*Dataset content*
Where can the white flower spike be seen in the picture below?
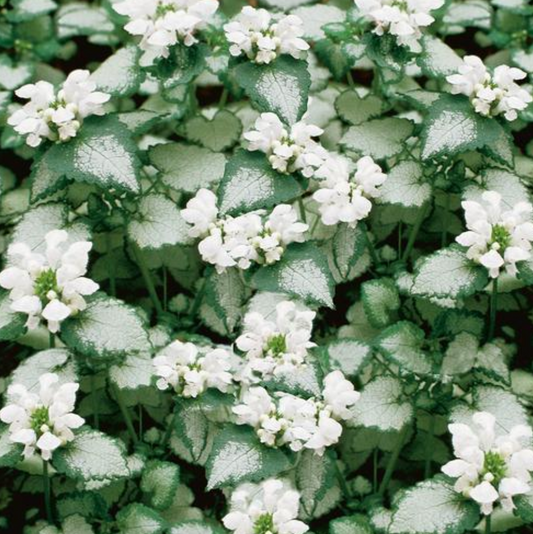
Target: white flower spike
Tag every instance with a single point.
(162, 24)
(42, 422)
(497, 238)
(403, 19)
(190, 370)
(288, 150)
(57, 116)
(277, 347)
(285, 419)
(49, 286)
(270, 507)
(240, 241)
(344, 197)
(490, 469)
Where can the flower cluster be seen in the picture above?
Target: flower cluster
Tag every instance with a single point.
(288, 151)
(497, 238)
(492, 94)
(253, 237)
(254, 34)
(490, 469)
(165, 23)
(270, 507)
(42, 421)
(277, 347)
(343, 197)
(57, 115)
(401, 18)
(285, 419)
(190, 370)
(48, 286)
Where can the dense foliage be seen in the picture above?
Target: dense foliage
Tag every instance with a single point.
(266, 266)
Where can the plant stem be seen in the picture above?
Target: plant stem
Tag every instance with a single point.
(112, 278)
(429, 448)
(400, 236)
(342, 481)
(198, 299)
(414, 232)
(125, 413)
(371, 248)
(444, 235)
(165, 288)
(493, 309)
(147, 278)
(375, 470)
(302, 210)
(488, 521)
(47, 493)
(96, 415)
(223, 98)
(392, 462)
(351, 82)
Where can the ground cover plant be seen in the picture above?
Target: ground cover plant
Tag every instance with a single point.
(266, 266)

*Your instructions*
Rescale every point coordinate in the answers of all the records above by a factor of 1.4, rounding each result to the nearest whole number with halves rounded up. Write out every line of the records again, requests included, but leave out the pictures.

*Final result*
Where can the white flower spike be seen in the picture below?
Target: white flower spike
Tag every instance with a single point.
(227, 34)
(59, 591)
(696, 333)
(564, 27)
(266, 518)
(403, 210)
(80, 162)
(388, 486)
(399, 587)
(69, 400)
(378, 710)
(336, 337)
(482, 276)
(686, 657)
Where can the flower cluster be seen in the picture above?
Target: flower cluster
Tag every instance with a single point.
(403, 211)
(696, 333)
(689, 132)
(354, 332)
(356, 48)
(686, 657)
(231, 32)
(378, 710)
(59, 589)
(388, 486)
(480, 276)
(80, 161)
(561, 25)
(399, 587)
(266, 518)
(67, 400)
Where can the dense foliage be seen in the picture above?
Target: dense foliage
Tag every instance with a single point.
(372, 372)
Where can the plant stem be seen in the picture above?
Target: plant stem
Tag every instance with a single point.
(157, 389)
(601, 627)
(560, 330)
(479, 673)
(277, 419)
(580, 325)
(175, 578)
(519, 347)
(622, 329)
(231, 403)
(690, 433)
(206, 389)
(525, 658)
(423, 294)
(683, 729)
(66, 690)
(134, 581)
(312, 137)
(549, 647)
(491, 115)
Where can the ground cover plant be seen in the picture above?
Target: ground cover plant
Tag every instance with a single point.
(372, 372)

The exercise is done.